**THE INPUT:**
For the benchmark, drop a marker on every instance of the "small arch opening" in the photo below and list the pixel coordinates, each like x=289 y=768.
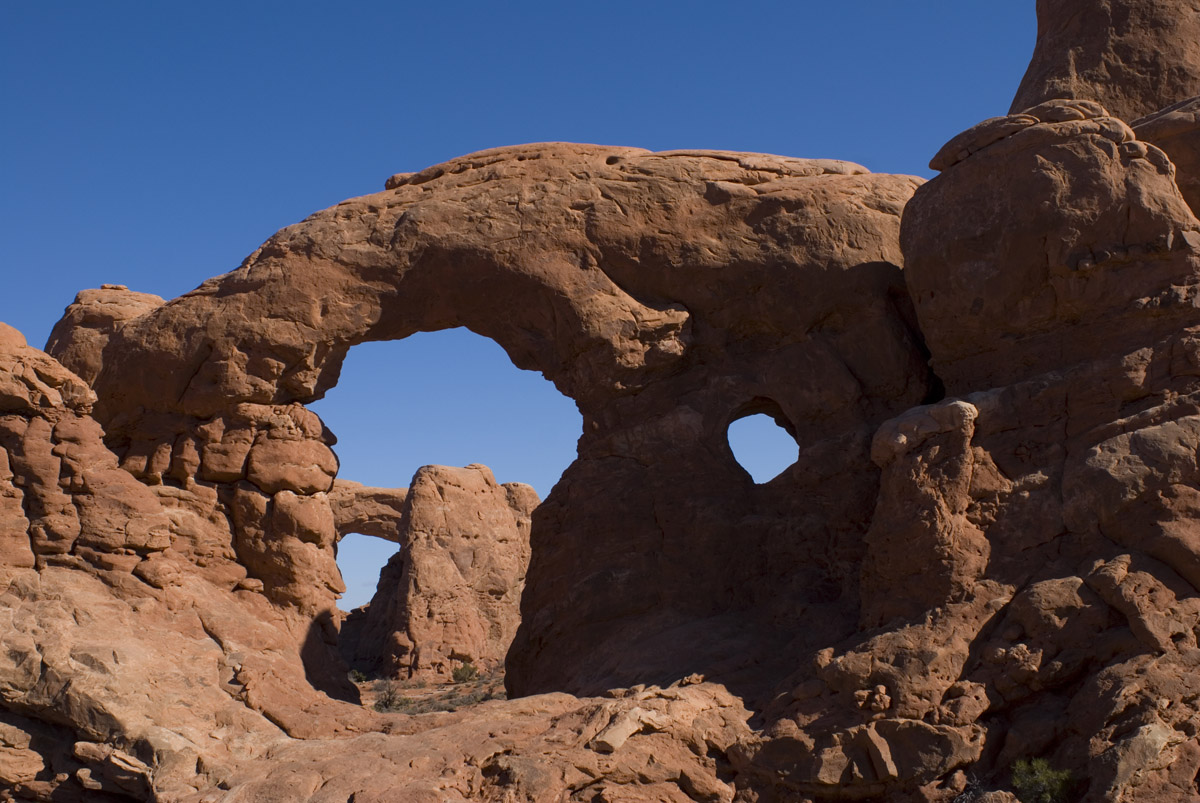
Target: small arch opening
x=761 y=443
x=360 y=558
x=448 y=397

...

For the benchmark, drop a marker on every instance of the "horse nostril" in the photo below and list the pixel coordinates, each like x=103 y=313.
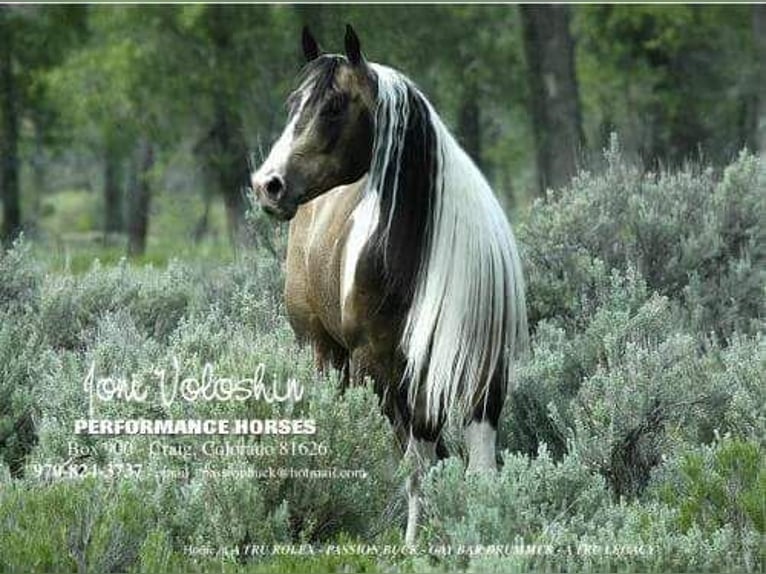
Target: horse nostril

**PROBLEM DETAILS:**
Give again the rows starting at the line that contains "like x=103 y=313." and ending at the line that contains "Target: horse nostril", renaming "horse nostril" to "horse nose" and leaving everything else unchanged. Leave the picture out of your answer.

**RESPONSE BELOW:**
For the benchmark, drop a marker on every instance of the "horse nose" in the photo below and list the pixel coordinates, each like x=103 y=313.
Target: horse nose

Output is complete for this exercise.